_分析対象の文章_:
┏━━
イ そして、当該課題を解決する手段は「治療上有効量のインターロイキン-4受容体(IL-4R)アンタゴニストを含む医薬組成物」の患者への投与(前記第2の2(2)エ)である。・・・
(略)・・・
(5) 以上の本件明細書の記載及び技術常識を総合すると、本件明細書には、①mAb1は、抗IL-4Rアンタゴニスト抗体であって、IL-4Rに結合し、IL-4のシグナルを遮断する作用を有するものであること、②mAb1が投与された本件患者では、アトピー性皮膚炎における臨床症状が改善したこと、③mAb1が投与された本件患者では、アトピー性皮膚炎のバイオマーカーであり、IL-4によって産生・分泌が誘導されることが知られているTARC及びIgEのレベルが低下したことが開示されていることから、これに接した当業者は、本件患者にmAb1を投与した際のアトピー性皮膚炎の治療効果は、mAb1のIL-4Rに結合しIL-4を遮断する作用、すなわち、アンタゴニストとしての作用により発揮されるものと理解するものといえる。
┗━━
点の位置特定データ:
┏━━
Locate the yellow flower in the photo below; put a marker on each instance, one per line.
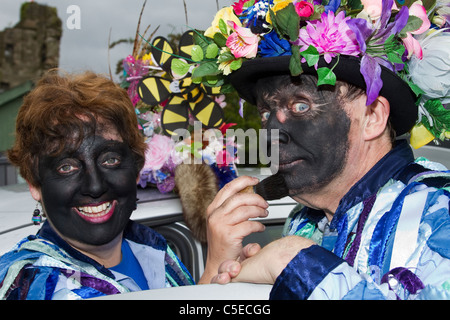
(226, 14)
(277, 6)
(420, 136)
(148, 56)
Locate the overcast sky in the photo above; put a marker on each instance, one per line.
(87, 47)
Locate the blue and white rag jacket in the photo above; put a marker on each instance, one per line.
(45, 267)
(389, 237)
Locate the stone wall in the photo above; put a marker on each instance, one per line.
(31, 47)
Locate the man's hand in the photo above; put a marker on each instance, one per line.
(262, 265)
(228, 222)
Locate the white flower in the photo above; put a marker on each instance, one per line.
(432, 73)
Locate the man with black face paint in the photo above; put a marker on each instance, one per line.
(372, 221)
(81, 153)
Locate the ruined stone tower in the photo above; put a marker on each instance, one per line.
(31, 47)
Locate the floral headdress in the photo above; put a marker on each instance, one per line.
(401, 36)
(163, 154)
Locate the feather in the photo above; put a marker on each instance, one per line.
(197, 186)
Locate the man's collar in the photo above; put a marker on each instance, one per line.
(389, 167)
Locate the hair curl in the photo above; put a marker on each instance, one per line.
(61, 109)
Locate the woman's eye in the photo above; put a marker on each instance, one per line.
(66, 168)
(265, 116)
(300, 107)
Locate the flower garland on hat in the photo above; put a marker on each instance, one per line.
(395, 35)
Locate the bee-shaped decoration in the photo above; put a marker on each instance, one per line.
(182, 94)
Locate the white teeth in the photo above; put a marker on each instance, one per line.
(91, 211)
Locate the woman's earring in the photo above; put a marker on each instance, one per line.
(37, 217)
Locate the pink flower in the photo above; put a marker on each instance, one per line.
(411, 44)
(238, 7)
(374, 7)
(158, 152)
(304, 9)
(419, 11)
(330, 36)
(242, 42)
(224, 158)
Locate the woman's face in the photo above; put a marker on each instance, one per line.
(89, 194)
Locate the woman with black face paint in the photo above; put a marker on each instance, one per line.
(79, 148)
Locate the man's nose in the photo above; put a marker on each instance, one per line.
(274, 123)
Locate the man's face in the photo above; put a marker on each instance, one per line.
(313, 129)
(89, 194)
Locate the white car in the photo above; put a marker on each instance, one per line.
(163, 213)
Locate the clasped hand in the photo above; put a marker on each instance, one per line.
(228, 224)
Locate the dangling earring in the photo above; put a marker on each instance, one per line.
(37, 217)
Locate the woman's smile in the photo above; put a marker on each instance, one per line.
(97, 213)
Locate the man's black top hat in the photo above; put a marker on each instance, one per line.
(403, 108)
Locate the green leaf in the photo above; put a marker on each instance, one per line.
(394, 57)
(197, 53)
(311, 55)
(201, 41)
(211, 51)
(206, 69)
(439, 115)
(226, 56)
(287, 22)
(326, 76)
(295, 65)
(180, 67)
(223, 27)
(413, 24)
(236, 64)
(220, 40)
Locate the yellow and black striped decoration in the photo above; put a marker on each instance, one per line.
(154, 90)
(162, 53)
(175, 115)
(182, 95)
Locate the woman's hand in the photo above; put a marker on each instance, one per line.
(262, 265)
(228, 222)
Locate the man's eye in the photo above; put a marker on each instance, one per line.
(300, 107)
(265, 116)
(66, 168)
(111, 162)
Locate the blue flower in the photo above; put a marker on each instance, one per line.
(273, 46)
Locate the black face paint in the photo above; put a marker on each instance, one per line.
(89, 194)
(313, 138)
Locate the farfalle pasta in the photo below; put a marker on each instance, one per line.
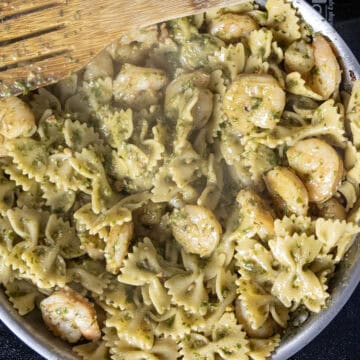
┗━━
_課題_:
文章の「イ そして、当該課題を解決す」から「ものと理解するものといえる。」までを、「ものと理解するものといえる。」も含めて書き出せ。その際、「本件患者」を「対象患者」に更新すること。 このデータは文章の内容とは関係がない。

_課題の結果_:
イ そして、当該課題を解決する手段は「治療上有効量のインターロイキン-4受容体(IL-4R)アンタゴニストを含む医薬組成物」の患者への投与(前記第2の2(2)エ)である。・・・
(略)・・・
(5) 以上の本件明細書の記載及び技術常識を総合すると、本件明細書には、①mAb1は、抗IL-4Rアンタゴニスト抗体であって、IL-4Rに結合し、IL-4のシグナルを遮断する作用を有するものであること、②mAb1が投与された対象患者では、アトピー性皮膚炎における臨床症状が改善したこと、③mAb1が投与された対象患者では、アトピー性皮膚炎のバイオマーカーであり、IL-4によって産生・分泌が誘導されることが知られているTARC及びIgEのレベルが低下したことが開示されていることから、これに接した当業者は、対象患者にmAb1を投与した際のアトピー性皮膚炎の治療効果は、mAb1のIL-4Rに結合しIL-4を遮断する作用、すなわち、アンタゴニストとしての作用により発揮されるものと理解するものといえる。